• _SHORT TASK_
Reproduce the following items word for word, omitting the pictures.
::::
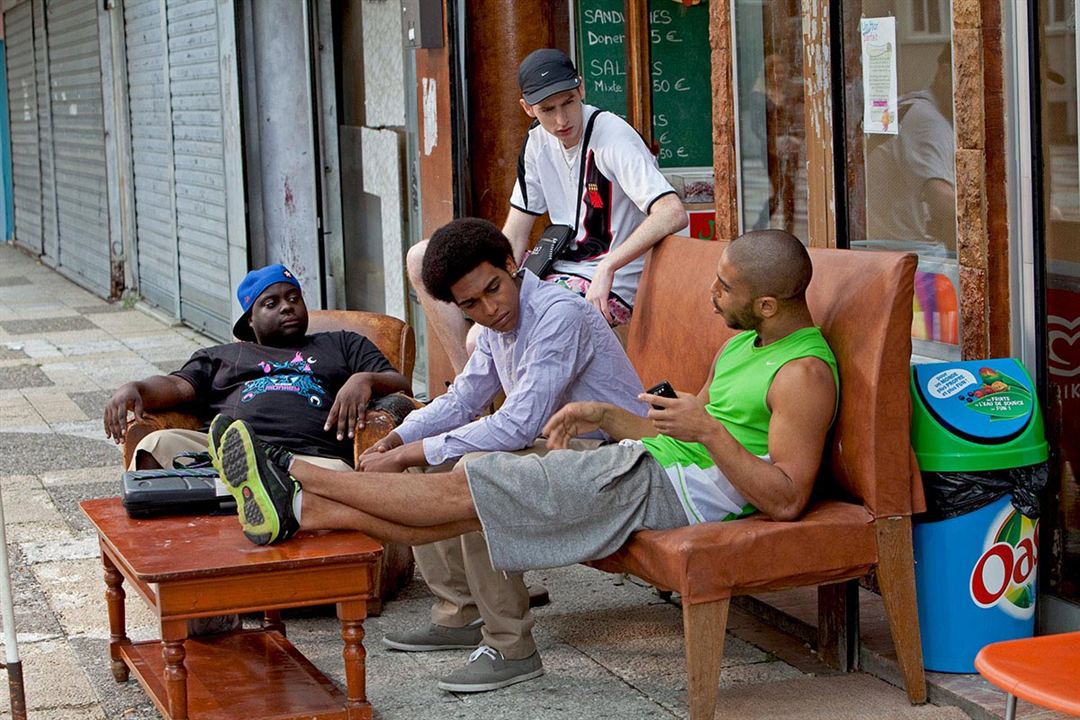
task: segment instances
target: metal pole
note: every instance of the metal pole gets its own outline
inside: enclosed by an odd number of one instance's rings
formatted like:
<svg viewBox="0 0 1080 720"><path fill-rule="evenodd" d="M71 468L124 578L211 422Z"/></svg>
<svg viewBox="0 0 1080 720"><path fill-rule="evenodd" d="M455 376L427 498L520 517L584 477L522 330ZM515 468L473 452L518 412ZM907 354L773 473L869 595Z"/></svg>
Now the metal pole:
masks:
::::
• _ANSWER FOR THE TASK_
task: segment instances
target: metal pole
note: every instance of the metal pole gets its own outline
inside: enclosed by an odd number of one instance's rings
formatted like:
<svg viewBox="0 0 1080 720"><path fill-rule="evenodd" d="M71 468L124 578L211 422Z"/></svg>
<svg viewBox="0 0 1080 720"><path fill-rule="evenodd" d="M455 376L427 498L520 517L584 477L522 330ZM515 468L473 452L518 412ZM907 354L773 473L869 595Z"/></svg>
Now the metal pole:
masks:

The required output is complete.